Complete the following:
a) In the passage on finite-element regression, what problem does the minimization of least squared error defined on the dataset usually cause?
b) Extend the passage on finite-element regression, picking up right after its final equation.

Passage shown:
The numerical regression model for the relation Equation (3) consists in the set formed by the nodal values $\left\{u_i\right\}$, which is called a representation model for the system. Then, the value of the relationship at any point can be estimated using the expression

$$f\left(x\right)\cong f_h\left(x\right)={\sum }_{i=1}^Q{u}_i\cdot {\phi }_i\left(x\right),$$

(11)

For simplicity in the subsequent calculations, let us use a mesh formed by regular hyper-cubic elements with edge length $h$. Introducing the complexity c as the number of elements in each dimension,$h=1/c$, the total number of elements is $c^d$, and the total number of nodes is ${\left(c+1\right)}^d$.

The key point in FEM-based methods is the determination of the values $\left\{u_i\right\}$ considering the definition of an error function and its minimization. That problem is equivalent to solve a linear system of size, ${\left(c+1\right)}^d$.

Authors have been developing regression techniques based on the properties of the finite elements as method of approximation [52,53,54,55]. To guide the reader through the methods presented ahead, a short summary is included at this point:

1.

Minimization of least squared error defined on the dataset.

a.

Problems: Derived linear system is usually underdetermined.

2.

Minimization of an energy associated with the deformation of the mesh defined on the problem domain.

b.

Advantages: Associated linear system results always determined.

c.

Problems: Computational time order of solving a symmetric linear system of size ${\left(c+1\right)}^d$.

3.

Introduction of multi-indexes dimensional decomposition over a Galerkin optimization scheme.

d.

Advantages: Computational time order is $O\left({\left(c+1\right)}^d\right)$.

e.

Problems: Dependence of computational time as a dimensional power of complexity.

4.

Local average of simple radial functions based estimators calculated on the finite element meshing nodes.

f.

Advantages: Independence between the time of computation and the complexity.

g.

Problems: Computational time order of $O\left(d\cdot 2^d\right)$ with a power dependence on the dimension.

The problem of numeric model estimation given the experimental dataset ${\left\{\left(x_{\left[k\right]}^1,x_{\left[k\right]}^2,x_{\left[k\right]}^{3 },\dots ..,x_{\left[k\right]}^d,y_{\left[k\right]}\right)\right\}}_{k=1,2,\dots .,p}$, which comes from measurements of a system determined by the relationship $y=f\left(x^1,\dots ,x^d\right)$ that has an unknown expression, is equivalent to determining a function $z\left(x^1,\dots ,x^d\right)$ defined in terms of an algorithm to its calculation that results in a minimum over some kind of global error $E$ obtained as a function $H\left(\overrightarrow{e}\right)$ of individual errors $e_{\left[k\right]}$.

$$E=H\left(e_{\left[1\right]},e_{\left[2\right]},\dots .,e_{\left[P\right]}\right),$$

(12)

Provided information:
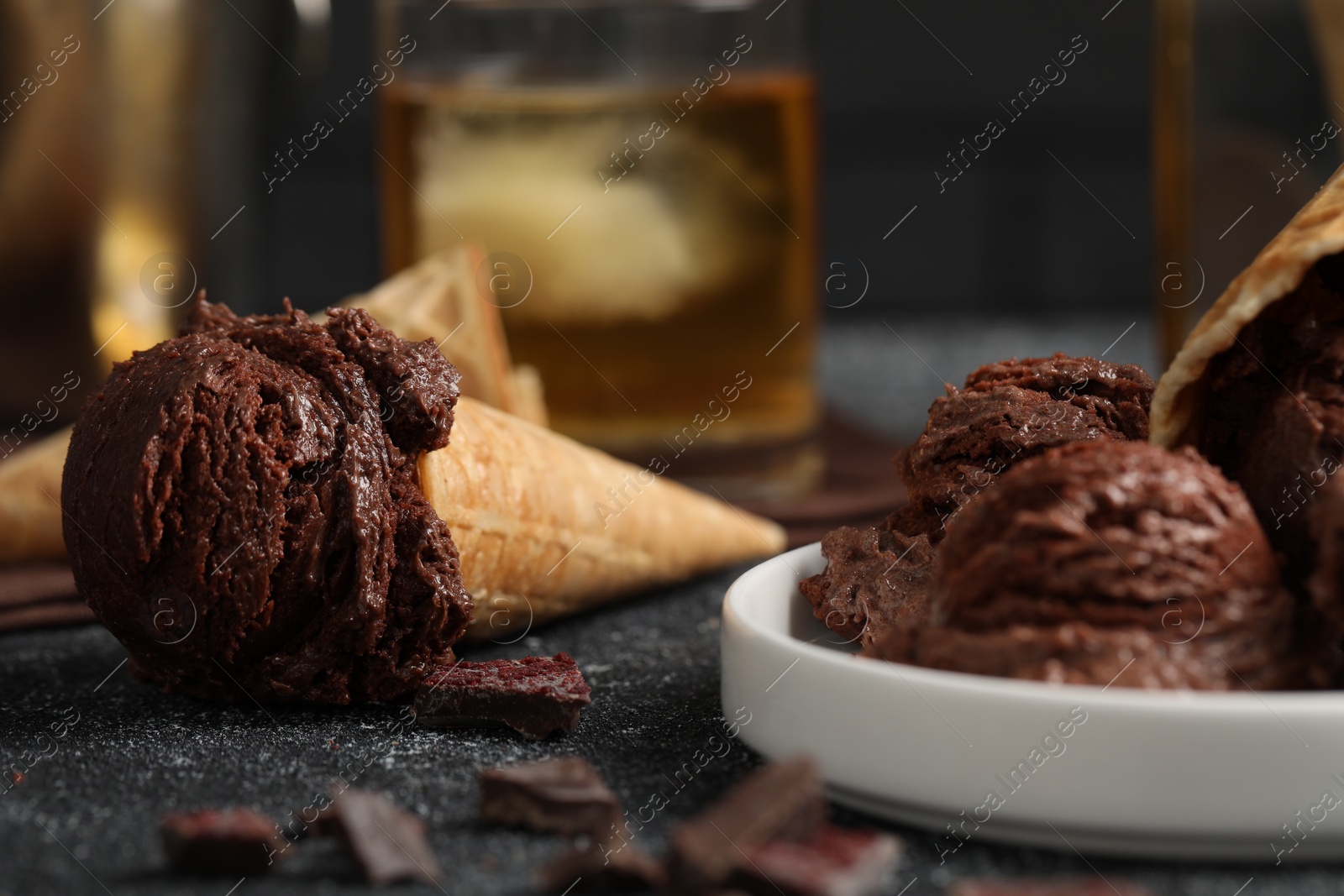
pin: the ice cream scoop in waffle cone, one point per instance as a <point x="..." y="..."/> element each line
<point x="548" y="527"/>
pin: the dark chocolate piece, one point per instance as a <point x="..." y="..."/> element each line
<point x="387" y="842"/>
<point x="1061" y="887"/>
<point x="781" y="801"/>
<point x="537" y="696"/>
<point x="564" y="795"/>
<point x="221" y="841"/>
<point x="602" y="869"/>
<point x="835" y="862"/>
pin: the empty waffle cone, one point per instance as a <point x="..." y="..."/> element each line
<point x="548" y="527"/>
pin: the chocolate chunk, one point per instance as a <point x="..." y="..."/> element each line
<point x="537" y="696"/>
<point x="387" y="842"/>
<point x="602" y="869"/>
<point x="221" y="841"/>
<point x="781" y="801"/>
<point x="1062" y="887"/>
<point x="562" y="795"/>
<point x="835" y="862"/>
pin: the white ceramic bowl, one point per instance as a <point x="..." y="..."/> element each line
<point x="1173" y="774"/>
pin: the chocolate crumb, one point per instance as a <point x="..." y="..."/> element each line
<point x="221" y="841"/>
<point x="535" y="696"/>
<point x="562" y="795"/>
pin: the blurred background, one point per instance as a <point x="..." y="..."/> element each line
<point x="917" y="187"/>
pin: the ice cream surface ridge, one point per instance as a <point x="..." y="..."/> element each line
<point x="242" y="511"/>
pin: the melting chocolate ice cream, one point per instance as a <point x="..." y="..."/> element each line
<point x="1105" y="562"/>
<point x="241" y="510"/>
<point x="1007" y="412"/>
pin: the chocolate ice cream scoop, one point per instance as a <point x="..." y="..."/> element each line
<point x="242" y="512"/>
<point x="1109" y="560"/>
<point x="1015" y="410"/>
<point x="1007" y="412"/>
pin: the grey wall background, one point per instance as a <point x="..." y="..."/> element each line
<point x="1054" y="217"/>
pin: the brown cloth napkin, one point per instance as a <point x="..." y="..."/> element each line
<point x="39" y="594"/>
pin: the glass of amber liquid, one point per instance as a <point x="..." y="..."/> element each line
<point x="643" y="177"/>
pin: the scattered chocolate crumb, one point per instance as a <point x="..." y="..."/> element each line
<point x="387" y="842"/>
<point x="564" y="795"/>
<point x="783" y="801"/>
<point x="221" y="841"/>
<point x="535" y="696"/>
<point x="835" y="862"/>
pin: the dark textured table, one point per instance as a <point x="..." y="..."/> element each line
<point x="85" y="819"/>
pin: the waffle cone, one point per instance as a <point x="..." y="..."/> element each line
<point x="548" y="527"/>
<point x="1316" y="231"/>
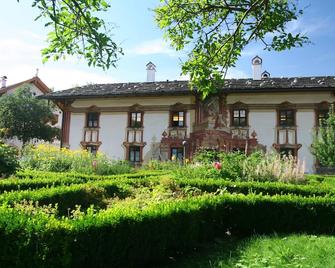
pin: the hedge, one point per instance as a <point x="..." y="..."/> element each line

Responses to the exercise:
a) The derived linear system is usually underdetermined.

b)
If Equation (12) is calculated at each point of the dataset, it results in

$$e_{\left[k\right]}=\Xi \left(y_{\left[k\right]}-z\left(x_{\left[k\right]}^1,x_{\left[k\right]}^2,x_{\left[k\right]}^{3 },\dots ..,x_{\left[k\right]}^d\right)\right),$$

(13)

where $\Xi$ represents a function acting on the local error (usually the absolute value or squared). Presented in that form, the modeling problem is in some way equivalent to the problem of solving a differential equation, considered in Equation (5), and the same techniques based on the reduction of the dimension of the functional space of the solutions can be developed.

One natural form to do this is applying the finite element methods in which the problem is reduced to the calculation on the nodal values. So, the model is determined by the value of the Q nodes

$$y\left(x^1,\dots ,x^d\right)=z\left(x^1,\dots ,x^d,u^1,\dots ,u^Q\right),$$

(14)

This basic idea has been developed by the authors in references [52,53]. The error of a model is defined as

$$E\left(u^1,\dots ,u^Q\right)={\sum }_{k=1}^P{\left(y_{\left[k\right]}-z\left(x_{\left[k\right]}^1,..,x_{\left[k\right]}^d,u^1,\dots ,u^Q\right)\right)}^2,$$

(15)

Usually, the obtained linear system is underdetermined, so additional conditions over the nodal values are required. The cause of these degrees of freedom is the absence of sample points in some elements of the discretized domain. These additional constraints come from the “minimum deformation” or “rigidization” condition, where the value of an undetermined node is calculated as the average on the values of the adjacent nodes,

$$u_{unknown}^r=\frac{1}{{\eta }_r}\cdot {\sum }_{\nu =1}^{{\eta }_r}{u}^{\nu },$$

(16)

A deeper use of the minimum deformation principle is used in reference [54], where the point of view is a bit different. The geometric image of the mesh deformation introduced in the previous paragraph has been developed until the definition of an energy associated with the model. Furthermore, the energy $U$ is directly inspired by the elastic energy of a bi-dimensional mesh composed by vertex joined by springs (with elongation ${\mathrm{V}}_{elong}$ and flexion ${\mathrm{V}}_{flex}$ components for the energy of the mesh) and an interaction term ${\mathrm{V}}_{interact}$ accounting for the attractive effect between the surface of the defined mesh and the experimental points.

$$U\left(u^1,\dots ,u^Q\right)={\mathrm{V}}_{interact}\left(u^1,\dots ,u^Q\right)+c_f\cdot {\mathrm{V}}_{flex}\left(u^1,\dots ,u^Q\right)+c_e\cdot {\mathrm{V}}_{elong}\left(u^1,\dots ,u^Q\right),$$

(17)

To simplify, under the assumption of a general principle of smoothness of the model, the last expression approximates as

$$U\left(u^1,\dots ,u^Q\right)={\mathrm{V}}_{interact}\left(u^1,\dots ,u^Q\right)+c_f\cdot {\mathrm{V}}_{flex}\left(u^1,\dots ,u^Q\right),$$

(18)

where $c_f$ corresponds to the relative coupling between the different energy components. Using this global energy for the system, the equilibrium point can be obtained as a minimization problem whose solution takes the form of a linear system,

$$\left(N+c_f\cdot \Theta \right)\cdot \mathrm{U}=\mathrm{Y},$$

(19)

The main advantage over the first methodology is that the system obtained has a unique solution and no additional time-wasting processes, like rigidization, are needed.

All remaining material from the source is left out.